Text »
— begin —

How to save .mat files on the disk after each iteration?

I am facing difficulties how to save the data as struct after each loop.
I have huge image matrix and its respective labels matrix ,I want to save them after each iteration in a folder, and then delete them after each iteration from workspace, any suggestion?
Please note that I want to save the data in the disk and clear them after each iteration and save

 Accepted Answer

The values will be over-written in each iteration, so you don't need to clear them.
for k = 1:number_of_iterations
%get images and labels for this iteration
%save them as MAT files, the variable names should be provided as a string or a char vector
%As you have mentioned that there is a large data for each iteration
%use the (MAT File) version 7.3
save("images"+k+".mat", "images", "-v7.3")
save("labales"+k+".mat", "labels", "-v7.3")
end

23 Comments

@Dyuman Joshi how to create a folder with a specific name to save them into it?

— end —

Short problem » Please translate this sentence from the forum thread into Spanish: "The values will be over-written in each iteration, so you don't need to clear them."

Information shown »

— begin —

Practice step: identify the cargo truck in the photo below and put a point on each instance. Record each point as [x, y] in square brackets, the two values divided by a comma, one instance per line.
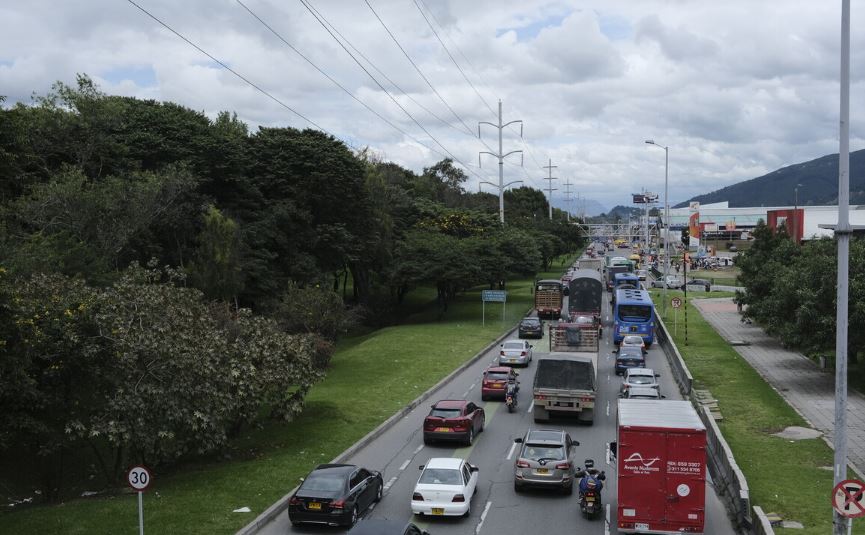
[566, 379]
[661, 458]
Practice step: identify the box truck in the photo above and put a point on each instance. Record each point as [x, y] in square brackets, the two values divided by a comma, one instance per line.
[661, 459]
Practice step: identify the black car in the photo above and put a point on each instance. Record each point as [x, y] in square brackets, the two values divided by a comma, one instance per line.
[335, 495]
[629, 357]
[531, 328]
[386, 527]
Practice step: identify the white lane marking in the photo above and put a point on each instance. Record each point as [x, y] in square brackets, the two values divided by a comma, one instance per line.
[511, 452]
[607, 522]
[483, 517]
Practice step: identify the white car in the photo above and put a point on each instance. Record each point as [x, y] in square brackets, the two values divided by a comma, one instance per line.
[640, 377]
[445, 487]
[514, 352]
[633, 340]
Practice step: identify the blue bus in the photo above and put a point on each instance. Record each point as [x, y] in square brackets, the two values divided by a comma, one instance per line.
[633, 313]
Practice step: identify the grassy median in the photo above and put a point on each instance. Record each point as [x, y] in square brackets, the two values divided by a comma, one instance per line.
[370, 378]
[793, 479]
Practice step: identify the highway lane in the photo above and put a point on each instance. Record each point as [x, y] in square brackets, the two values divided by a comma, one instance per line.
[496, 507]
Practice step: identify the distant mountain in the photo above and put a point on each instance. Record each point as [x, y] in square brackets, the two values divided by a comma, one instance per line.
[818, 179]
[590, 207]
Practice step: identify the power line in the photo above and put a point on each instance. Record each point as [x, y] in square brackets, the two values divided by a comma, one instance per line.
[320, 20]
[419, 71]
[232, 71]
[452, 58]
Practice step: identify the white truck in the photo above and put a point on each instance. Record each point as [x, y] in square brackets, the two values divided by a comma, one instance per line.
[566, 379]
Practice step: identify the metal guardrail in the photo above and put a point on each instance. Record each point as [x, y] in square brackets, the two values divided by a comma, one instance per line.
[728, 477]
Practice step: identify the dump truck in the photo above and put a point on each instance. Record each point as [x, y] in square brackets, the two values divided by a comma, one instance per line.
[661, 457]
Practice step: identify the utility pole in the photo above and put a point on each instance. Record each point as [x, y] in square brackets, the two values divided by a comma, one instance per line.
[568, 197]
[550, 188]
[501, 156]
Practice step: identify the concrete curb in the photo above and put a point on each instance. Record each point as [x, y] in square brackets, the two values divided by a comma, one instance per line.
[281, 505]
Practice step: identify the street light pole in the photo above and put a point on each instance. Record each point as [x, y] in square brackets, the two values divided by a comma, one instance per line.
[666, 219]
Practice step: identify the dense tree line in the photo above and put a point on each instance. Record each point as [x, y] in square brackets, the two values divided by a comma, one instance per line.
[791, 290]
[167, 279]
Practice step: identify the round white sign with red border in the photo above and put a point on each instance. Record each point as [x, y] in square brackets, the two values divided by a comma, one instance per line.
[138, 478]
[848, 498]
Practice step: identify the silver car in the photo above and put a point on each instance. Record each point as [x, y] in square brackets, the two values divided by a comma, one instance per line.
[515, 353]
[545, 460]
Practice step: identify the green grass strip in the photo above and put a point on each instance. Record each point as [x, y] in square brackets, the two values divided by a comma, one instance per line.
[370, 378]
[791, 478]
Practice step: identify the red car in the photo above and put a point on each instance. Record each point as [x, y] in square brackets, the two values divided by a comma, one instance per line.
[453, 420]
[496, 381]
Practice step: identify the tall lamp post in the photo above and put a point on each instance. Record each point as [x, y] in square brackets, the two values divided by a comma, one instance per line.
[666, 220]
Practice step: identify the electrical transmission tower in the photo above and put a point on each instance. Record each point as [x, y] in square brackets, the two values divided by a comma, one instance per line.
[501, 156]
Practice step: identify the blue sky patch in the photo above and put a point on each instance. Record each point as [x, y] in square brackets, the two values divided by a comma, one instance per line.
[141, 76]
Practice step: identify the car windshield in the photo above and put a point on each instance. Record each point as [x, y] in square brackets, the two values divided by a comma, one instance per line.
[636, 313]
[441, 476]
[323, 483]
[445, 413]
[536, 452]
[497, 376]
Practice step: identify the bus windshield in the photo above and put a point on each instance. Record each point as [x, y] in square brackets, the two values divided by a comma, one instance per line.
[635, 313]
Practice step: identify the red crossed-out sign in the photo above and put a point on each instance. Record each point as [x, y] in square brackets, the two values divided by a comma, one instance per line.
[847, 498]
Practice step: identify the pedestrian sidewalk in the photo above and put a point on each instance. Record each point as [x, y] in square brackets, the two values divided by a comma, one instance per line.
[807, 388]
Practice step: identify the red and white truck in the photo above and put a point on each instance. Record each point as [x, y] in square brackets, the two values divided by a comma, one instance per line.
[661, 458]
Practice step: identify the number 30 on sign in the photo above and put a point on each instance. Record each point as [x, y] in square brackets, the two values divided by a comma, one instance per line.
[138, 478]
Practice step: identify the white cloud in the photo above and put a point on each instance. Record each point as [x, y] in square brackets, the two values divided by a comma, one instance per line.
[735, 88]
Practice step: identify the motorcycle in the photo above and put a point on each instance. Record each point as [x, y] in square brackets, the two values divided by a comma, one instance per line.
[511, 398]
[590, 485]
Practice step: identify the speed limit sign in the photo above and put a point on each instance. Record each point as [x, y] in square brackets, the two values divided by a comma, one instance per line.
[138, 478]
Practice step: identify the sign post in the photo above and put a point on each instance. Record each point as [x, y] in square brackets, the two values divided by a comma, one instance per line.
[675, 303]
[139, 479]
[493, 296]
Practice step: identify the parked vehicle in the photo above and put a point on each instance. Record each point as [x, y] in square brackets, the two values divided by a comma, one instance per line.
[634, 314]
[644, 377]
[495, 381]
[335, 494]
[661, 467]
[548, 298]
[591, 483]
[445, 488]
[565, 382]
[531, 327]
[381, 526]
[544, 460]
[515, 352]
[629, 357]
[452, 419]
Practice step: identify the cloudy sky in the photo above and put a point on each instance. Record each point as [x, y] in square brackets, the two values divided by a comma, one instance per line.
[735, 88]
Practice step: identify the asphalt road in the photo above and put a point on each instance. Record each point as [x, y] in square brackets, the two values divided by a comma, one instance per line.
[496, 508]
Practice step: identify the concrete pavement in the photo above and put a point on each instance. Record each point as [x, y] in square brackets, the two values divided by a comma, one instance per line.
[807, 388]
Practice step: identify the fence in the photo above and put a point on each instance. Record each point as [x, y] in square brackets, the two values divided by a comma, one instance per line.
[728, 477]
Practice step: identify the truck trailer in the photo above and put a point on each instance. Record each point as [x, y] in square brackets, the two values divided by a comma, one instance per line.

— end —
— begin —

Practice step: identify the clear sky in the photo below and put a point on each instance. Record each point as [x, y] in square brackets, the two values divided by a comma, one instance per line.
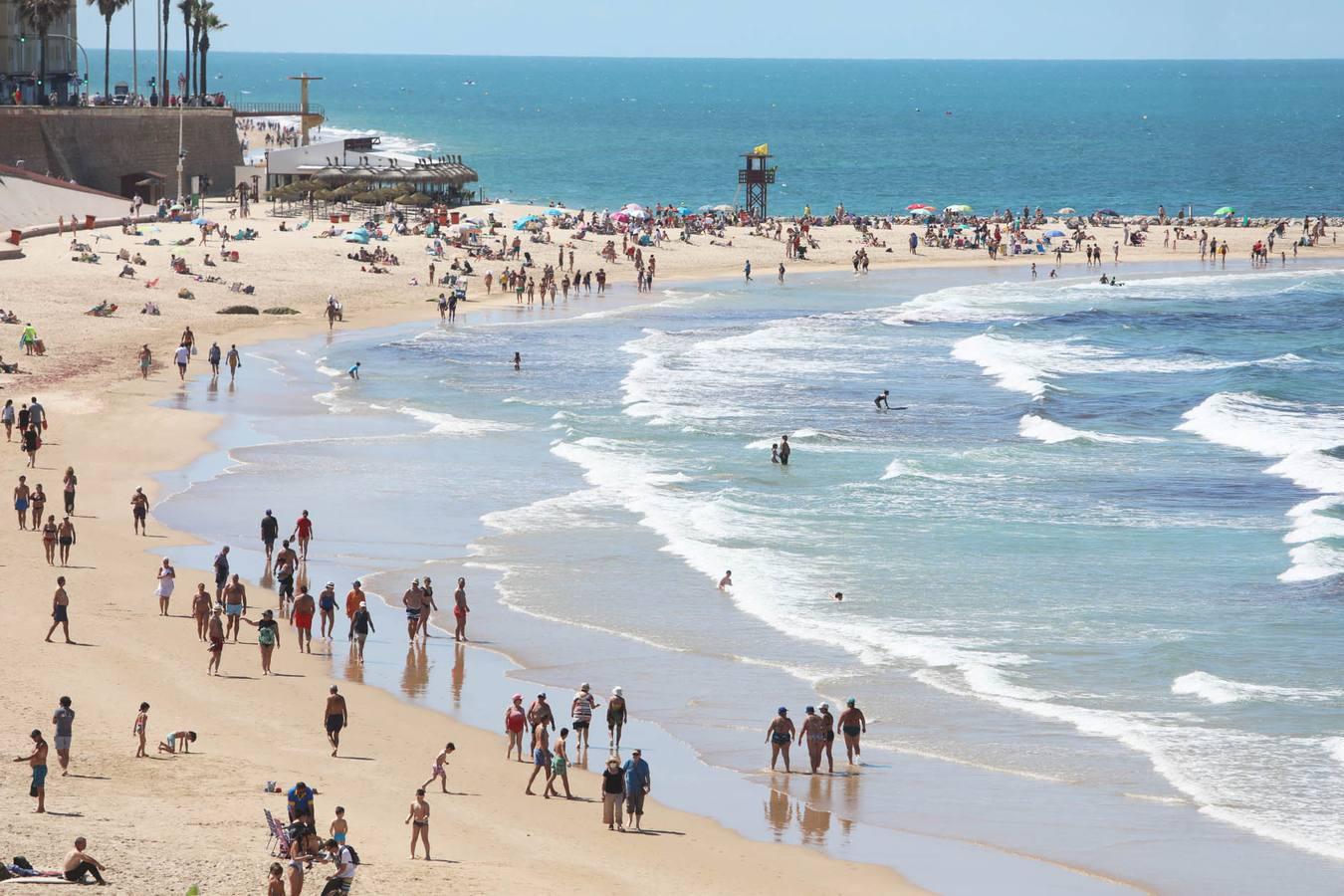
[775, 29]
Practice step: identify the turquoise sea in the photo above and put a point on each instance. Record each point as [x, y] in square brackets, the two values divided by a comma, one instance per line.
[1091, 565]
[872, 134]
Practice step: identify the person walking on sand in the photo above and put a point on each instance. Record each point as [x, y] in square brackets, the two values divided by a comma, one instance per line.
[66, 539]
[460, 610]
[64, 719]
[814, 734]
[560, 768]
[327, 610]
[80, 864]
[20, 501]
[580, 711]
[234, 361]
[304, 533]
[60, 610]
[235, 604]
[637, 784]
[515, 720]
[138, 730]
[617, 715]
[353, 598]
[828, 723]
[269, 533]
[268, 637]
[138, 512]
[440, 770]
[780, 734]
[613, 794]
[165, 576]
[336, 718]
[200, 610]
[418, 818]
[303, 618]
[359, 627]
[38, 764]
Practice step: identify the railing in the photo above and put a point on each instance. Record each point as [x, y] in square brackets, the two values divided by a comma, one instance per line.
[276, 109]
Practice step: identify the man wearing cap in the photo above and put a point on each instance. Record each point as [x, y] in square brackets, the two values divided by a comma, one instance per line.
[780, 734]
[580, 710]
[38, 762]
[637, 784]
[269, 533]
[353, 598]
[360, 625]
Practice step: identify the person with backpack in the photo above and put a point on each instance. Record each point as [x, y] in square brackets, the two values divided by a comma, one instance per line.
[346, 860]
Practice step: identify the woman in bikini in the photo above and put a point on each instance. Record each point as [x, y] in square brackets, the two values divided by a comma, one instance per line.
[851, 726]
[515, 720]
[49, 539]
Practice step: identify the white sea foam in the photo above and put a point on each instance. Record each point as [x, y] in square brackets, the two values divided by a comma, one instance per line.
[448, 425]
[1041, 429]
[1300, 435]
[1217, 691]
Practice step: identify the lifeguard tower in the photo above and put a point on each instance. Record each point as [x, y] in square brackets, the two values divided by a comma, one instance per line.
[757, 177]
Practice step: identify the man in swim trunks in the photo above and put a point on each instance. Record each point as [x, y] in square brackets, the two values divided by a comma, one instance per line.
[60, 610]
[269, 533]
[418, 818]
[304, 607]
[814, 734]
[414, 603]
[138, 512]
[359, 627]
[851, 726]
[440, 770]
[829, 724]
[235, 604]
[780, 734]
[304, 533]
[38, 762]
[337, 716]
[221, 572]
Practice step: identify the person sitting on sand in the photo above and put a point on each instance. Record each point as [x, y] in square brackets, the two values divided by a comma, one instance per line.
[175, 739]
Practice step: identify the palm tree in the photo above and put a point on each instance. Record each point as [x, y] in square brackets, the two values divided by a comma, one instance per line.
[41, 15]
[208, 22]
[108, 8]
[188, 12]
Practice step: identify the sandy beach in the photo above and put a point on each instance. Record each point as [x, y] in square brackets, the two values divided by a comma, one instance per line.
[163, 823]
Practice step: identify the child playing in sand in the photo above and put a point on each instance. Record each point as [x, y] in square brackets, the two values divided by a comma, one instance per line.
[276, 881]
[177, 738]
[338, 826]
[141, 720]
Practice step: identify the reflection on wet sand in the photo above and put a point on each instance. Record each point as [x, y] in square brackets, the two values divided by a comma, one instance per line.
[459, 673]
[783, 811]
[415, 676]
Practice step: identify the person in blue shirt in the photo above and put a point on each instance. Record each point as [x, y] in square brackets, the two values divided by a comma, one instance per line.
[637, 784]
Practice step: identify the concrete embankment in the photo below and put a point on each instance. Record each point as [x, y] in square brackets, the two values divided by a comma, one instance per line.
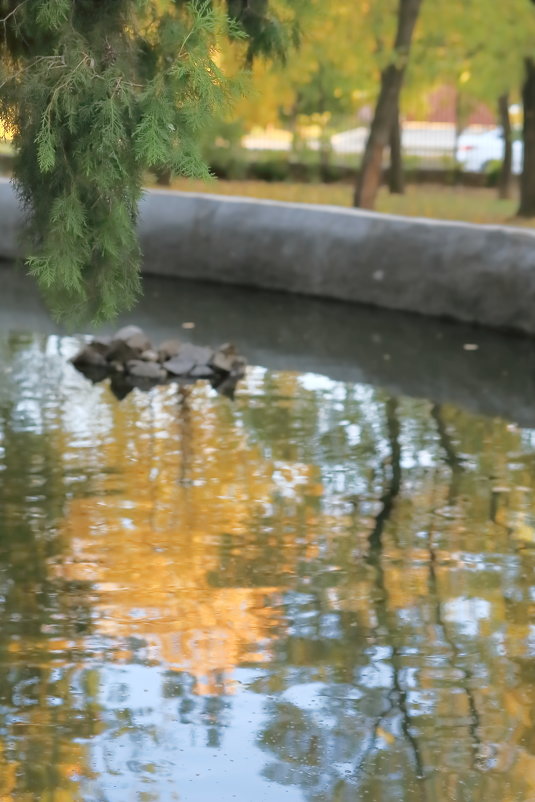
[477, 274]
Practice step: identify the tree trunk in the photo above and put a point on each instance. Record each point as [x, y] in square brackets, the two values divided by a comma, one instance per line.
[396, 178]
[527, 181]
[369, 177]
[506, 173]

— end —
— begin —

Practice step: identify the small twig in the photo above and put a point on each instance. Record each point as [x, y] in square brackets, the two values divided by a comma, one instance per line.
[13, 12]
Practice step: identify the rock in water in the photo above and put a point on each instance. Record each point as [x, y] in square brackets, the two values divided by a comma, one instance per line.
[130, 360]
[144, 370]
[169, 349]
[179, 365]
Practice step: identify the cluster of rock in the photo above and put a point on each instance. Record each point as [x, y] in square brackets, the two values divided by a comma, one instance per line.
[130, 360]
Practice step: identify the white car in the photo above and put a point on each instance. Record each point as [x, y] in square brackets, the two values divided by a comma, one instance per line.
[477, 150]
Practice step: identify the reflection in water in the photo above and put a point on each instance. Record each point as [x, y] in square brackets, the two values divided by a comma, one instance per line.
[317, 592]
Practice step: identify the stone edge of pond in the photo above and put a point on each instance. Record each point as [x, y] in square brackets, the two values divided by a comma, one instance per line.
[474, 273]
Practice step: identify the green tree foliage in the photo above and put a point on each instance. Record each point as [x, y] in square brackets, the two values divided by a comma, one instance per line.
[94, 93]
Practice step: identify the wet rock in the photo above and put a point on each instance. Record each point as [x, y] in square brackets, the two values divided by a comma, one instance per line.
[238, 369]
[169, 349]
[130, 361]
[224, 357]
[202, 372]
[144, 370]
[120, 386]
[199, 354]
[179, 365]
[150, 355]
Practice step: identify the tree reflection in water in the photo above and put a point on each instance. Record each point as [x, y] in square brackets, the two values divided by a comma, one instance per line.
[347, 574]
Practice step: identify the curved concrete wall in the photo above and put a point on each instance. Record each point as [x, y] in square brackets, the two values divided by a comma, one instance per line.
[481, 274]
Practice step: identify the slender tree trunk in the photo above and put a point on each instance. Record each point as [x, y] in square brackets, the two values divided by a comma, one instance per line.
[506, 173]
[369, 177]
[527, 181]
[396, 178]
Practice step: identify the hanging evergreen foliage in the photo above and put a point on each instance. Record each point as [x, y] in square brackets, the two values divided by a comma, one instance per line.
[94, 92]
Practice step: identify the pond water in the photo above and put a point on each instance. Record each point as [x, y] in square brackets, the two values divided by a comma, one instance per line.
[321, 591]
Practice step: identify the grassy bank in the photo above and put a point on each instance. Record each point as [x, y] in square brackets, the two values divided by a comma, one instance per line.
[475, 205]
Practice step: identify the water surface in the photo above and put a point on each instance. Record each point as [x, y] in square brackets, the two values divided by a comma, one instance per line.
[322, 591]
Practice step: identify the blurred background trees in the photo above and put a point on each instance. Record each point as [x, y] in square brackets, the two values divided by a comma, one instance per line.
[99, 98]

— end —

Task result » Los valores se sobrescribirán en cada iteración, así que no necesitas borrarlos.